_Work order_: Leave out the pictures, and retype only the lines from the beginning of the material through the line that contains "target | girl with ponytail", including both.

────────────────────

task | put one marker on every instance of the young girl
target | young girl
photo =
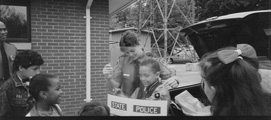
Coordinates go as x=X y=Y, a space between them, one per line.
x=46 y=90
x=231 y=81
x=94 y=108
x=151 y=85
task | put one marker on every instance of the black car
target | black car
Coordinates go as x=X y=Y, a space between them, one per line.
x=253 y=27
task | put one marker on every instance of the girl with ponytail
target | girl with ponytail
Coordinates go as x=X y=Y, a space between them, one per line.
x=231 y=81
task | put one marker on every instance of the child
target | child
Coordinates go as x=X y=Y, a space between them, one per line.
x=46 y=90
x=94 y=108
x=14 y=95
x=149 y=71
x=231 y=82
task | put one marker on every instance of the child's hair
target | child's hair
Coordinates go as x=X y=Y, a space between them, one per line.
x=26 y=59
x=152 y=63
x=39 y=82
x=94 y=108
x=129 y=39
x=237 y=85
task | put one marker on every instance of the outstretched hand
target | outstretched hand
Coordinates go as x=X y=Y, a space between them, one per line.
x=171 y=82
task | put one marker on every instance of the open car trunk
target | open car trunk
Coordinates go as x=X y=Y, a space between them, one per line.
x=252 y=28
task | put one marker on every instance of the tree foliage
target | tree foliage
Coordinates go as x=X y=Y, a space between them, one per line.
x=210 y=8
x=184 y=13
x=14 y=21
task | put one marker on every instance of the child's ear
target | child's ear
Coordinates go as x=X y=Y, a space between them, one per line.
x=21 y=68
x=42 y=95
x=158 y=74
x=213 y=89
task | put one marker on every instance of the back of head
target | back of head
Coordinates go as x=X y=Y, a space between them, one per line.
x=26 y=59
x=129 y=39
x=152 y=63
x=237 y=84
x=2 y=24
x=39 y=82
x=94 y=108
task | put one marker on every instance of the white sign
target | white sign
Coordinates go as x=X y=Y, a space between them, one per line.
x=121 y=106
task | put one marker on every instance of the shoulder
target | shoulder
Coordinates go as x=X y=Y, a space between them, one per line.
x=7 y=85
x=57 y=107
x=11 y=45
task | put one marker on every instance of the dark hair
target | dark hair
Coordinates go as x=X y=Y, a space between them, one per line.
x=39 y=82
x=26 y=59
x=237 y=84
x=129 y=39
x=94 y=108
x=152 y=63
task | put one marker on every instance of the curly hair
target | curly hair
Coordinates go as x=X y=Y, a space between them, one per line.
x=237 y=85
x=26 y=59
x=40 y=82
x=129 y=39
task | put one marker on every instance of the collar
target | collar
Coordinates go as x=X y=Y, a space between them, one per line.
x=17 y=80
x=152 y=86
x=143 y=57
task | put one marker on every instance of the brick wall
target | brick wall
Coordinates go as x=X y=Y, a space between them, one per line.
x=58 y=33
x=99 y=48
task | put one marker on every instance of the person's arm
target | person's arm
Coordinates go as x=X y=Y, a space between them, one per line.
x=4 y=103
x=168 y=77
x=114 y=75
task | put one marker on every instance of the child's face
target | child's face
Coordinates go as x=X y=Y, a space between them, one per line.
x=208 y=90
x=54 y=91
x=147 y=76
x=133 y=52
x=29 y=72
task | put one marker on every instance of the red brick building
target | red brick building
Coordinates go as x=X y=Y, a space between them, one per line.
x=72 y=36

────────────────────

_Answer box_:
task | put one marker on every instance of the young girl
target | young girl
photo =
Coordinates go as x=X y=Y, a space between them, one per line.
x=46 y=90
x=231 y=81
x=94 y=108
x=151 y=85
task | put one marker on every instance of the black car
target | black car
Coordinates go as x=X y=Y, a space between them, one per line.
x=253 y=27
task | put one marker on every instance of the girl with ponytail
target | girl with ponytail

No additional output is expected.